**Stored entries:**
◆ ◆ ◆ ◆ ◆

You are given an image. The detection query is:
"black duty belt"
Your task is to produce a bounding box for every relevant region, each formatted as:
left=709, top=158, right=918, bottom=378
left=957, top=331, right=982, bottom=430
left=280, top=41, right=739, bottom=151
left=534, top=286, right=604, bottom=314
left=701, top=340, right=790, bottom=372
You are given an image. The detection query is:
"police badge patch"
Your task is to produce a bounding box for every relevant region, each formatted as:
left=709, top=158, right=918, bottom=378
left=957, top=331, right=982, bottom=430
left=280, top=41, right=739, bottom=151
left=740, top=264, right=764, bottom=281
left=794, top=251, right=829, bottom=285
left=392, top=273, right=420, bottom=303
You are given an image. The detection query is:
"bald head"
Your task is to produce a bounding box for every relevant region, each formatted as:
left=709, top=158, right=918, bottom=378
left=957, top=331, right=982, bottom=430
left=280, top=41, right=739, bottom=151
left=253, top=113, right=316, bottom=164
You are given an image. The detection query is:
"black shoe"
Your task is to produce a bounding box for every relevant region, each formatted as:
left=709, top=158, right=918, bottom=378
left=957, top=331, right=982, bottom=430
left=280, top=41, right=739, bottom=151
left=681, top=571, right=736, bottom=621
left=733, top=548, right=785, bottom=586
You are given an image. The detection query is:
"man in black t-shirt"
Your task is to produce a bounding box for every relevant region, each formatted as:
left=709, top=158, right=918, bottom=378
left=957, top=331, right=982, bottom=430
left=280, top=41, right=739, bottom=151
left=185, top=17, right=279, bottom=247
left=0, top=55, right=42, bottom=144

◆ ◆ ◆ ◆ ◆

**Written problem:**
Rewrite the lines running from the start of the listing through the line holding "left=701, top=340, right=790, bottom=372", inclusive. Replace "detection query" with "search query" and leave everything else unchanged.

**Solution to this task:**
You are given an image. The search query is:
"black duty belt"
Your task is to produce a bounding box for every relevant region, each formatted as:
left=709, top=158, right=918, bottom=378
left=957, top=331, right=982, bottom=430
left=280, top=41, right=739, bottom=151
left=534, top=286, right=604, bottom=314
left=701, top=340, right=790, bottom=372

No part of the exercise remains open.